◆ **PROBLEM TO SOLVE**
Give the listing again character for character, but drop the images.

----- EXCERPTED DATA -----

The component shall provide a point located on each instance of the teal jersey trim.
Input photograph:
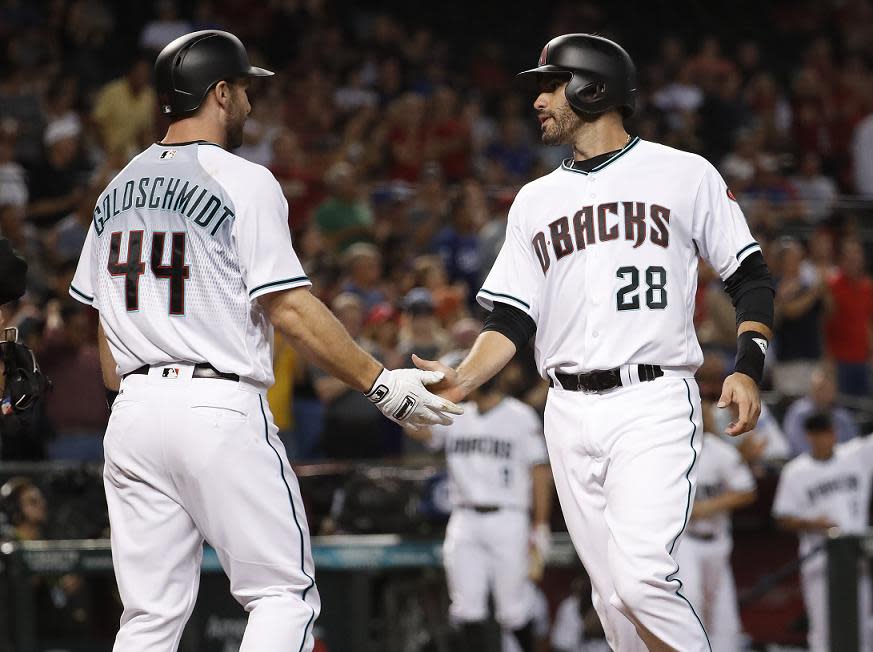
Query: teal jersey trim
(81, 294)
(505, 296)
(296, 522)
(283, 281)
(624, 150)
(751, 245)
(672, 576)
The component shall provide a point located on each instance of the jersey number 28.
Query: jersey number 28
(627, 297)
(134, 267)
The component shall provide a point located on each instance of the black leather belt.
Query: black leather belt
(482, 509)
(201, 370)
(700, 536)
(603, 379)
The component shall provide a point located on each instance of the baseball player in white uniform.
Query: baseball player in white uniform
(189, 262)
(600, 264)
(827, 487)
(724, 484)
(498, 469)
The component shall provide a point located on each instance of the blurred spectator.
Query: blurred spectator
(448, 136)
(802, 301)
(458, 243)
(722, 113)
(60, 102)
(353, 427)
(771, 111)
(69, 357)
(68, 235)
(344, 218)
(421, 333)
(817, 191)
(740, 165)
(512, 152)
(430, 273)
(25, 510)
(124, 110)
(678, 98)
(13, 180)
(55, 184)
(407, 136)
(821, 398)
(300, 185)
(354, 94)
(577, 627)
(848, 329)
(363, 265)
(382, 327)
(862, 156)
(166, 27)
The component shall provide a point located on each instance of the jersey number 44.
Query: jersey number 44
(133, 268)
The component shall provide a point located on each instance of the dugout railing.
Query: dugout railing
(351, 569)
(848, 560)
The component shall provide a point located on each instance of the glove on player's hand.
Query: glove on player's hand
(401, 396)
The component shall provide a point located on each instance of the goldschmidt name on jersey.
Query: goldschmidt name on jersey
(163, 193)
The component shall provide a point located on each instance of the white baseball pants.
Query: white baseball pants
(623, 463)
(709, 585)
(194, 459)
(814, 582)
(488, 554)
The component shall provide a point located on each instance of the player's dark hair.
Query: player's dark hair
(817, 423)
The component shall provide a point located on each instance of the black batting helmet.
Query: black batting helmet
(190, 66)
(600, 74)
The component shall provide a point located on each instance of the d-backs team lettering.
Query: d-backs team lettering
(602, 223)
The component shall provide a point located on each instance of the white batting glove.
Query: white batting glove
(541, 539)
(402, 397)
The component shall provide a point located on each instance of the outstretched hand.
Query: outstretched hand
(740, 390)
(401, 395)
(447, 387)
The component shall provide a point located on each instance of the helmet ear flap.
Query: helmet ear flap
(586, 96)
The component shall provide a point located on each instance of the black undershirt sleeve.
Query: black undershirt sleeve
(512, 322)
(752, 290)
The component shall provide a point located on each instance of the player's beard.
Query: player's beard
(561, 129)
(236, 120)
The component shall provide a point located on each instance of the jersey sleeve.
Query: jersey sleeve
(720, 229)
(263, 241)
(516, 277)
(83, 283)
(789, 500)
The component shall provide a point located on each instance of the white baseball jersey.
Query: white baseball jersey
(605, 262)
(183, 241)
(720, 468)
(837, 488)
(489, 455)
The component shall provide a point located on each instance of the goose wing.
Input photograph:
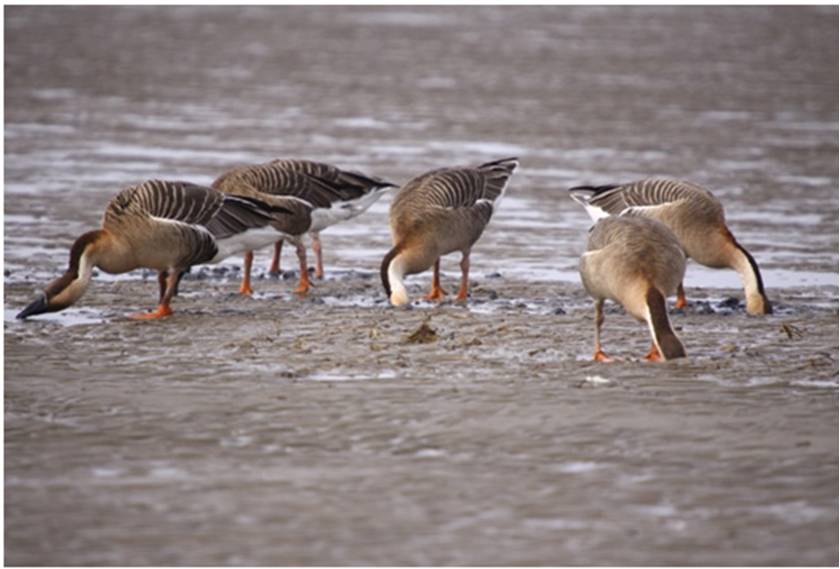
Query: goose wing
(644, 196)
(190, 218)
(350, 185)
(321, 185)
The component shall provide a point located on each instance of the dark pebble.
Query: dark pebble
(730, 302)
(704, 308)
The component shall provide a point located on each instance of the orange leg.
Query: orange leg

-----

◆ **RESPONSE TO THE TASK**
The component shall provide a point located on each instance of the teal jersey trim.
Input photograph:
Query: teal jersey trim
(81, 294)
(505, 296)
(296, 522)
(283, 281)
(624, 150)
(751, 245)
(672, 576)
The component shall provide a point located on each instance of the jersey number 28.
Query: jersey number 28
(627, 297)
(134, 267)
The component shall provide a point located on each instance of the black leather belt.
Query: black leather belt
(482, 509)
(201, 370)
(700, 536)
(603, 379)
The component shall provide a point located on each instance of the baseball player in white uniform.
Query: baseball player in white uniform
(189, 262)
(600, 264)
(827, 487)
(724, 484)
(498, 469)
The component shall provide a point located on each instance of the blurred spectator.
Query: blurred spectator
(448, 136)
(802, 301)
(458, 243)
(722, 113)
(60, 102)
(353, 427)
(771, 111)
(69, 357)
(68, 235)
(344, 218)
(421, 333)
(817, 191)
(740, 165)
(512, 152)
(430, 273)
(25, 510)
(124, 110)
(678, 98)
(13, 180)
(55, 184)
(407, 136)
(821, 398)
(300, 185)
(354, 94)
(577, 627)
(848, 329)
(363, 265)
(382, 327)
(862, 156)
(166, 27)
The component shall provide a point located on each instance of the jersey number 44.
Query: jersey number 44
(133, 268)
The component shall provide a point located on each instance of the dugout railing.
Query: dugout railing
(351, 569)
(848, 560)
The component shall provide a point located on each instance of the glove on player's hand.
Query: glove on player's hand
(401, 396)
The component shall provide a point located on each instance of the goldschmidt name on jersey.
Query: goldschmidt name on jersey
(163, 193)
The component shall provide a point located on each instance of the white baseball pants.
Query: white baseball pants
(623, 463)
(709, 585)
(194, 459)
(814, 582)
(488, 554)
The component shall provide a point located on each instance of the player's dark hair.
Query: player's dark hair
(817, 423)
The component shall provide a point located on each instance of the black batting helmet.
Query: black batting helmet
(190, 66)
(600, 74)
The component shall provide a point located on each instance of the d-backs team lettering.
Query: d-backs team lettering
(602, 223)
The component shall provide a point located on each instance of the white batting glove.
Query: white batting glove
(541, 539)
(402, 397)
The component shall provide a point located on each instance of the outstretched hand.
Query: outstretched hand
(740, 390)
(401, 395)
(447, 387)
The component shall provide a point located on each instance of the helmet ear flap.
Query: helmet ear flap
(586, 96)
The component shall provide a point located on each instance of the black undershirt sleeve.
Query: black undershirt sleeve
(512, 322)
(752, 290)
The component shall provide a point located on each instance of the player's beard.
Query: player's beard
(561, 129)
(236, 120)
The component shall provide a point located on each instance of the jersey sleeve.
Query: jersey sleeve
(720, 229)
(263, 241)
(516, 277)
(83, 283)
(789, 500)
The component shall provide a point located on each instance of the white baseball jersey.
Query: white baseball jersey
(605, 262)
(183, 241)
(720, 468)
(837, 488)
(489, 455)
The component shall provide a point located on each instance of the goose wing.
Input photograph:
Query: goose wing
(644, 196)
(190, 218)
(350, 185)
(321, 185)
The component shall provide a point located on each instance of the dark pebble.
Query: dark pebble
(730, 302)
(704, 308)
The component shall provide a point located on each instance of the orange leg.
Query: orange leg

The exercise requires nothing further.